→ Prompt: Write out the listing again with every "instance" changed to "item" and nothing else altered, and leave the pictures out.

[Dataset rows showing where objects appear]
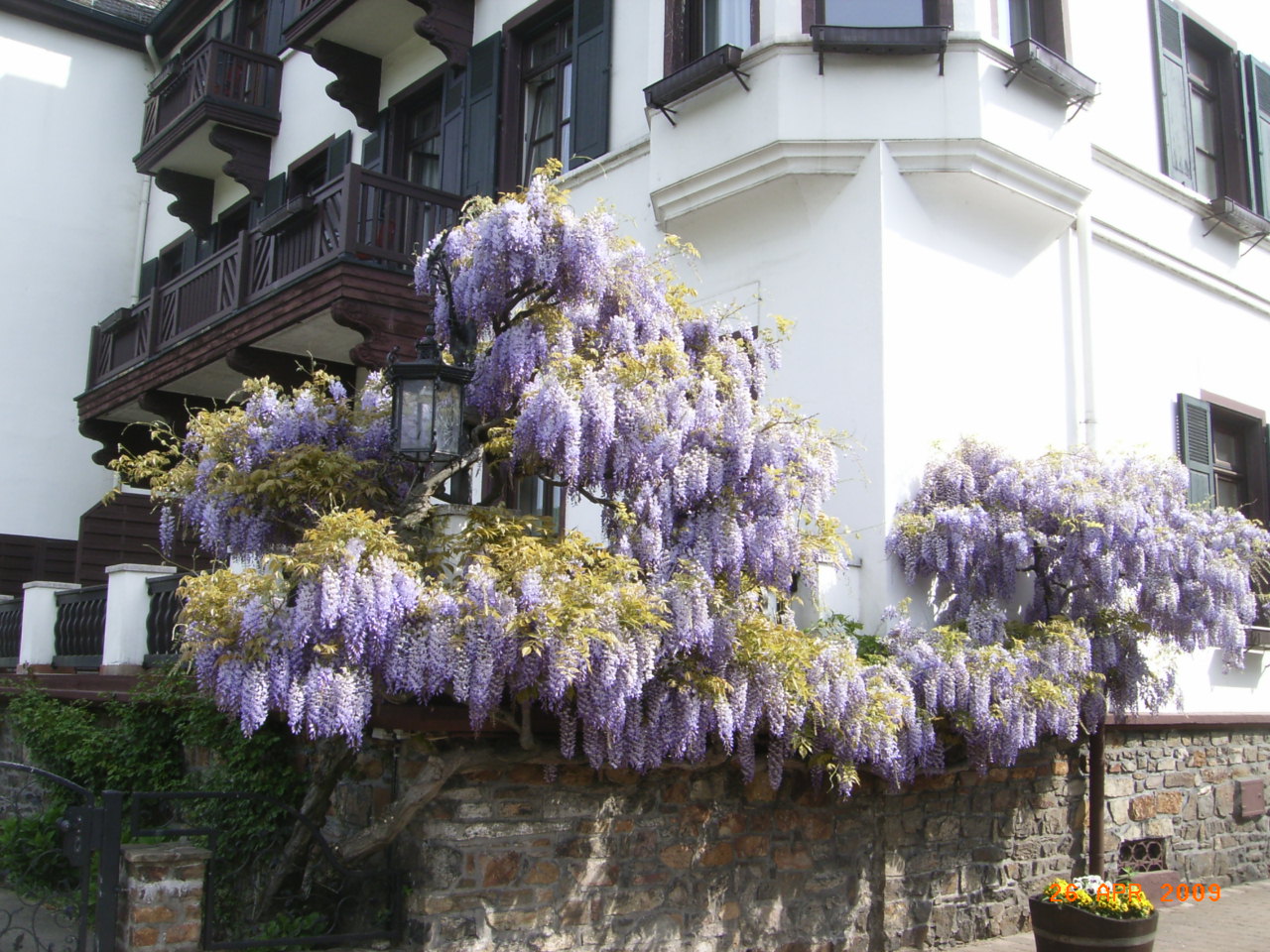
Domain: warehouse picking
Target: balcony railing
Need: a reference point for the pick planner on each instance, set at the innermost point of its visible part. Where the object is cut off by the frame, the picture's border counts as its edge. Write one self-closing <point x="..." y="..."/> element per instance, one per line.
<point x="359" y="216"/>
<point x="162" y="617"/>
<point x="229" y="82"/>
<point x="309" y="17"/>
<point x="80" y="627"/>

→ The answer:
Domain: warehouse picking
Target: balcony railing
Need: a reference point for the pick planner on each item, set at the innermost point of its visible part. Where the object is cut off by the frame, the picture's border counts as its edge. Write one self-closing <point x="..." y="..."/> element per item, one per line.
<point x="359" y="216"/>
<point x="162" y="617"/>
<point x="229" y="82"/>
<point x="309" y="17"/>
<point x="80" y="627"/>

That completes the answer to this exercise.